Please copy all of the material below line for line, without changing a single character.

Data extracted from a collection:
▼▼▼

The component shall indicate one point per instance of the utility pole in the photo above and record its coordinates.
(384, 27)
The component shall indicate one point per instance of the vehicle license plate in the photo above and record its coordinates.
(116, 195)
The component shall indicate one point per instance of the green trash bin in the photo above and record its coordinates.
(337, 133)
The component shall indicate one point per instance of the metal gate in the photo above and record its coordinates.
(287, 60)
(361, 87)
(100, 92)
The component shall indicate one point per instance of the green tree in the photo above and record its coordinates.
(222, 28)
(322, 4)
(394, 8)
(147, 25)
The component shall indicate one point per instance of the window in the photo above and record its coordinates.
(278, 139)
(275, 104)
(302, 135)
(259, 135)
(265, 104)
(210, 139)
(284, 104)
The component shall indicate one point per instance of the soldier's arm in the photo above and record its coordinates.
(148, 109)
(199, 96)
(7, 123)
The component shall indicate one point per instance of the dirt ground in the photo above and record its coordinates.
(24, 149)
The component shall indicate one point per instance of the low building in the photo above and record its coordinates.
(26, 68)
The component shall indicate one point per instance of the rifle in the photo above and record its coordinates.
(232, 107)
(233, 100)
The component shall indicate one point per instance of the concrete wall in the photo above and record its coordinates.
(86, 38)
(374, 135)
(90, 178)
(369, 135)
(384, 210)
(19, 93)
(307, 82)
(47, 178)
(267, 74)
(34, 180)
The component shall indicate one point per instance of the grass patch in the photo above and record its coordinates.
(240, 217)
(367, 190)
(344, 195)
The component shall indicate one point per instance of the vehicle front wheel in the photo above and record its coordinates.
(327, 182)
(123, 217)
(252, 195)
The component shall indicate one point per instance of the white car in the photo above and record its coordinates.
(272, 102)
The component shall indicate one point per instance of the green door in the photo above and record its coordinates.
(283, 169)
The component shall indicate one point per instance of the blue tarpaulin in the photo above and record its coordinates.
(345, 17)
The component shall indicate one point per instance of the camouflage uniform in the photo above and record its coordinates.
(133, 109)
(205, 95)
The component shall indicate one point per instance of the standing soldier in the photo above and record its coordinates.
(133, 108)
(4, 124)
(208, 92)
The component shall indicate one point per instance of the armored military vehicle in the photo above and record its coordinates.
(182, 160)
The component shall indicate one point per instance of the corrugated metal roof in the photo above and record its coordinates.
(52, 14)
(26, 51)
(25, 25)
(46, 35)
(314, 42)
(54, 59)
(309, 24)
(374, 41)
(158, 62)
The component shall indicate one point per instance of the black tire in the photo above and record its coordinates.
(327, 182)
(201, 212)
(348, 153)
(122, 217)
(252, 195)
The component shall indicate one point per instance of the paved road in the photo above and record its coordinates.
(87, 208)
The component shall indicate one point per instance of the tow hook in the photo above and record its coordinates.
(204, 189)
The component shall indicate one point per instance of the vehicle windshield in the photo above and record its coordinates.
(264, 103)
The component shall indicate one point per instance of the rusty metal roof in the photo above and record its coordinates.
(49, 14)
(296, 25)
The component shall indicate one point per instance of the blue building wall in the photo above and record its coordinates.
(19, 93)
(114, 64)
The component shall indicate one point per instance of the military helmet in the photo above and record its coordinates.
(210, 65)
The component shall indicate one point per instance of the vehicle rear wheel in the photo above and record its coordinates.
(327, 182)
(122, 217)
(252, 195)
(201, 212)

▲▲▲

## Completed exercise
The component shall indicate one point per instance of the utility pole in the photo above and record its coordinates.
(384, 27)
The component shall indicate one point per instance of the vehicle license plate in the photo above and record its coordinates.
(116, 195)
The component shall indicate one point per instance of the green trash bin in the photo above and record its coordinates.
(337, 133)
The component shall indicate one point per instance of the metal gate in the photo above and record its coordinates.
(287, 60)
(361, 87)
(100, 92)
The component shall indicate one point per instance of the green tree in the photo above and record its coordinates.
(222, 28)
(322, 4)
(394, 8)
(147, 25)
The component shall indicate one point per instance of the window in the photo above and record its coordinates.
(278, 139)
(275, 104)
(302, 135)
(259, 135)
(265, 104)
(210, 139)
(284, 104)
The component shall indicate one point per instance of the soldier's arm in the photo above and record its coordinates.
(148, 109)
(199, 96)
(7, 123)
The component shall indicate one point per instance of the dirt ground in the photo above and record its coordinates.
(24, 149)
The component shall indicate one point per instance of the low building in the photo above and record its coordinates.
(26, 68)
The component shall indicate one point per instance of the rifle in the photo above and record its coordinates.
(232, 107)
(233, 100)
The component shall indicate one point per instance of the concrete wall in the photo above and record its coordinates.
(86, 38)
(374, 135)
(90, 178)
(369, 135)
(384, 210)
(19, 93)
(307, 82)
(47, 178)
(267, 74)
(34, 180)
The component shall indicate one point per instance of the grass patch in the photo above and record its coordinates.
(240, 217)
(367, 190)
(344, 195)
The component shall indicate one point per instance of the vehicle front wheel in the photo above and record its coordinates.
(327, 182)
(123, 217)
(252, 195)
The component shall indicate one point per instance of the white car in the photo above and record its coordinates.
(272, 102)
The component shall indicate one point per instance of the green door in the photo above and record its coordinates.
(283, 169)
The component shall indicate one point per instance of the blue tarpaulin in the photo above and record its coordinates.
(345, 17)
The component shall indicate one point per instance of the camouflage uniform in the photo above and record its coordinates.
(133, 109)
(205, 95)
The component shall indicate one point per instance of the standing soldier in the photo above and record its coordinates.
(133, 108)
(4, 124)
(208, 92)
The component shall indicate one point per instance of the armored military vehicle in the photo above and record its coordinates.
(182, 160)
The component shall indicate one point per instance of the corrugated metal roof in the photo above and record its coordinates.
(52, 14)
(26, 51)
(25, 25)
(46, 35)
(314, 42)
(54, 59)
(309, 24)
(374, 41)
(158, 62)
The component shall indicate one point per instance of the black tire in the photo above and record its coordinates.
(327, 182)
(201, 212)
(348, 153)
(122, 217)
(252, 195)
The component shall indicate one point per instance of the paved road in the photo above and record its coordinates.
(87, 208)
The component shall indicate one point per instance of the tow hook in the photo above and record its coordinates.
(204, 189)
The component shall indicate one point per instance of the vehicle windshield in the photo above and record its coordinates.
(264, 103)
The component shall indicate one point per instance of the rusty metal roof in the photo above and record its coordinates.
(49, 14)
(296, 25)
The component shall indicate one point per instance of the blue building wall in the photo above and record its coordinates.
(19, 93)
(114, 64)
The component shall indicate one point per instance of the military helmet in the photo above and record its coordinates.
(210, 65)
The component shall indicate one point per instance of the vehicle rear wheel in the photo above and record its coordinates.
(327, 182)
(122, 217)
(252, 195)
(201, 212)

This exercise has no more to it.